What is being asked:
Transcribe the passage of the Frank Asch biography below, starting at "American children's author" and ending at "Union in 1969.".

Selected excerpt:
⁂

- Born: August 6, 1946 Somerville, New Jersey, US
- Died: August 7, 2022 (aged 76) Kapaʻau, Hawaii, US
- Occupations: Artist, illustrator, writer
- Spouse: Jan Asch
- Children: 1, Devin Asch
- Writing career
- Period: 1968–2022
- Genre: Children's literature
- Website: frankaschbooks.com

= Frank Asch =

American children's author (1946–2022)

Frank Asch (1946–2022) was an American children's book writer, best known for his Moonbear picture books.

== Early life and education ==
Asch was born on August 6, 1946 in Somerville, New Jersey, the son of John and Margaret Asch. He had two siblings who were 7 and 10 years older, respectively. In the 1960s, Asch attended Rutgers University and the Pratt Institute before earning a Bachelor of Fine Arts from Cooper Union in 1969.

== Career ==
Asch published his first picture book, George's Store, in 1968. He wrote over 60 books, including Turtle Tale, Mooncake, I Can Blink, and Happy Birthday Moon. In 1989, he wrote Here Comes the Cat!, in collaboration with Vladimir Vagin. The book was awarded the Russian National Book Award, and was considered the first Russian-American collaboration on a children's book. In 2004, Mr. Maxwell's Mouse received the Cuffie award for Most Unusual Book of the Year.

⁂

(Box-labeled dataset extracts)
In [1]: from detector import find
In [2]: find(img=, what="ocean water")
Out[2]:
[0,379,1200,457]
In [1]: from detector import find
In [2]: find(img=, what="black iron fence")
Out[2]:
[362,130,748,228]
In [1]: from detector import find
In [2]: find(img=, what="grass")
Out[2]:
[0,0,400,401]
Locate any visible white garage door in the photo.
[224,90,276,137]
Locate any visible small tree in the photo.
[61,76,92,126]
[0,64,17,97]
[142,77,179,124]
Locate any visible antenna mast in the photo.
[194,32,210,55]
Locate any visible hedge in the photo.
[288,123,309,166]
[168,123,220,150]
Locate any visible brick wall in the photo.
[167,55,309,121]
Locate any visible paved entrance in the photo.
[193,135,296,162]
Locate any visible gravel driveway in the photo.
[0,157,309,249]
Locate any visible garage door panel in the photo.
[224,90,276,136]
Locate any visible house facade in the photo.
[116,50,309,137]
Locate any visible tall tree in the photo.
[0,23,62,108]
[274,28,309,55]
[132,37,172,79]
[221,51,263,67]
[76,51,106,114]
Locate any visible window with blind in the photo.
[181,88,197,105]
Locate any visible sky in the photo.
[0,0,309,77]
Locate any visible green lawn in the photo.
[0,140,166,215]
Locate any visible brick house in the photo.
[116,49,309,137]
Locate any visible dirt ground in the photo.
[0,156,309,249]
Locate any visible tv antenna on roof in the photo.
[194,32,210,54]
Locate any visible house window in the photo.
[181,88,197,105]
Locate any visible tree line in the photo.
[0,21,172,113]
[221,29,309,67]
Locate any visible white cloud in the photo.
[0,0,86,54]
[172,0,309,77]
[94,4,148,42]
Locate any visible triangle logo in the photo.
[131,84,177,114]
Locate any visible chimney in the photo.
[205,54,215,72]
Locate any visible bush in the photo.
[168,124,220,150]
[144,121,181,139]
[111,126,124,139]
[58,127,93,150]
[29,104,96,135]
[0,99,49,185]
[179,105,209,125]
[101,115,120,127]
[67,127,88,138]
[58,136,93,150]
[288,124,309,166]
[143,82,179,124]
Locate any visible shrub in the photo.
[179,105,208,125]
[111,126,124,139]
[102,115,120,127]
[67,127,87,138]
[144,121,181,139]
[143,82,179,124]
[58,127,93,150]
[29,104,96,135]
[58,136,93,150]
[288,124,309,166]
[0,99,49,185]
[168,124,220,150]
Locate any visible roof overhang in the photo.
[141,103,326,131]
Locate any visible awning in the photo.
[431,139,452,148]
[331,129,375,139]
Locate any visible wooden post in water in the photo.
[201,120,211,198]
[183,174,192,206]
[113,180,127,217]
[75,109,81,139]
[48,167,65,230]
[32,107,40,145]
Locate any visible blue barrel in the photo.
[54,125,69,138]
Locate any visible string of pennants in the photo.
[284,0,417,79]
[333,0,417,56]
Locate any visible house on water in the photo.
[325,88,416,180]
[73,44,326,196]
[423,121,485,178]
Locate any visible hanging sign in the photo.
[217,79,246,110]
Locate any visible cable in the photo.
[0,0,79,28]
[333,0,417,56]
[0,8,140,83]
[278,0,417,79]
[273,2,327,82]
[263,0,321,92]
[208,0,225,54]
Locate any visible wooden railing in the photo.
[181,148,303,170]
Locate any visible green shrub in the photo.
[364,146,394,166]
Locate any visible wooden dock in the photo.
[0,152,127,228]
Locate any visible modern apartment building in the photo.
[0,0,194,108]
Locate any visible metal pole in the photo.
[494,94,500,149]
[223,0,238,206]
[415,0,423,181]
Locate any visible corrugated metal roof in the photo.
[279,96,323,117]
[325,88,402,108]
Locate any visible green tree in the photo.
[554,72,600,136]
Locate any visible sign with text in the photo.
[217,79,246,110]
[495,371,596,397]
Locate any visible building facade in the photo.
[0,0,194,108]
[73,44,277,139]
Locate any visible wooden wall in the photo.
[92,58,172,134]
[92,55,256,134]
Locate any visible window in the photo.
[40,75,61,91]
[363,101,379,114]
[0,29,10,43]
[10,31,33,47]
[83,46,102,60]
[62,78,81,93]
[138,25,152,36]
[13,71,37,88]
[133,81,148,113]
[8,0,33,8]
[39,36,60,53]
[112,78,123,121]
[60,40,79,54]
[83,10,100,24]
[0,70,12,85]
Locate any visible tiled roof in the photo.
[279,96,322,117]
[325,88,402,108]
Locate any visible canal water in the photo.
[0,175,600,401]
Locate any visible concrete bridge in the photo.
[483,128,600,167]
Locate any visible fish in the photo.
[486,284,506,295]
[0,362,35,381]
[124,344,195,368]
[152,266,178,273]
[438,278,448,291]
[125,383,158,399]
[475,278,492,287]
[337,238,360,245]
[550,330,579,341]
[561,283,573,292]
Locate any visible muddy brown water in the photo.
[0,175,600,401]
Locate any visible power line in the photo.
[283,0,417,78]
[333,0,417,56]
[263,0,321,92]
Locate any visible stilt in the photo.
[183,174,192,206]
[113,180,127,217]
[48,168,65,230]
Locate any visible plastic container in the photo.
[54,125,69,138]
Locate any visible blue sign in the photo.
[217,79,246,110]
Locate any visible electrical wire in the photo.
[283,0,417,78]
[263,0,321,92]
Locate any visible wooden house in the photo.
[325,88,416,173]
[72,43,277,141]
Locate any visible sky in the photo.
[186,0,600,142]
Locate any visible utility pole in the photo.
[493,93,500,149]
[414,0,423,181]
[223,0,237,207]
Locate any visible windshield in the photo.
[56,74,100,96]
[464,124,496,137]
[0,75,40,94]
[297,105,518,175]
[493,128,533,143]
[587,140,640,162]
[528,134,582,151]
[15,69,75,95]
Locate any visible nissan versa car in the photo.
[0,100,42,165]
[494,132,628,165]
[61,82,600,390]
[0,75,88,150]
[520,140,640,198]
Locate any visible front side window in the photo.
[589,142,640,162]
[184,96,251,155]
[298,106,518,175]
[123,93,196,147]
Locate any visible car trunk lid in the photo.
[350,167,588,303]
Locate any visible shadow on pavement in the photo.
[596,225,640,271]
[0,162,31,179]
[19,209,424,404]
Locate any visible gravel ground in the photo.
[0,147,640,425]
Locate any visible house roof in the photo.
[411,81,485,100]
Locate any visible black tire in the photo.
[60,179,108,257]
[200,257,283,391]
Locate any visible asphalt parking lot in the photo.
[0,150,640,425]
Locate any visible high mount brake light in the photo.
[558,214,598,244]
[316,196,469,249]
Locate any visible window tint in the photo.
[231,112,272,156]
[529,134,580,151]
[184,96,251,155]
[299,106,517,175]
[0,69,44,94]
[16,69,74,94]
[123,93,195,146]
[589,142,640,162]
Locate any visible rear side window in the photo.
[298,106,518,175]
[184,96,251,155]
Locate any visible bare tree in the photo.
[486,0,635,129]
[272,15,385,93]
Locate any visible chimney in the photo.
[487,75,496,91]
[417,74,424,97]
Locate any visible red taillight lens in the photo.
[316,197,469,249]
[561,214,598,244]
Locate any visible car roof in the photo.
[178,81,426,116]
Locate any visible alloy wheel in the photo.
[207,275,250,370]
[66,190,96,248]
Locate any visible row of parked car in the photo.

⁂

Answer to the exercise:
American children's author (1946–2022)

Frank Asch (1946–2022) was an American children's book writer, best known for his Moonbear picture books.

== Early life and education ==
Asch was born on August 6, 1946 in Somerville, New Jersey, the son of John and Margaret Asch. He had two siblings who were 7 and 10 years older, respectively. In the 1960s, Asch attended Rutgers University and the Pratt Institute before earning a Bachelor of Fine Arts from Cooper Union in 1969.